• TO BE DONE
Give back the material below word for word, leaving out the pictures.

START

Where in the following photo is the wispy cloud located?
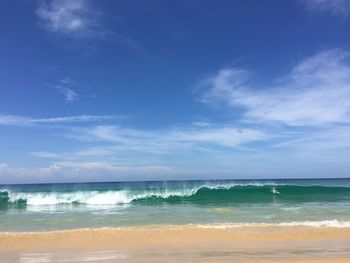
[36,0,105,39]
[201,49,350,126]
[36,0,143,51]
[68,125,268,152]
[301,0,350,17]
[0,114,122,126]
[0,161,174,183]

END

• RESULT FOR THIS TASK
Where in the following photo is the wispy cloud located?
[36,0,105,39]
[201,49,350,126]
[36,0,143,51]
[68,125,268,152]
[301,0,350,17]
[0,114,122,126]
[0,161,174,183]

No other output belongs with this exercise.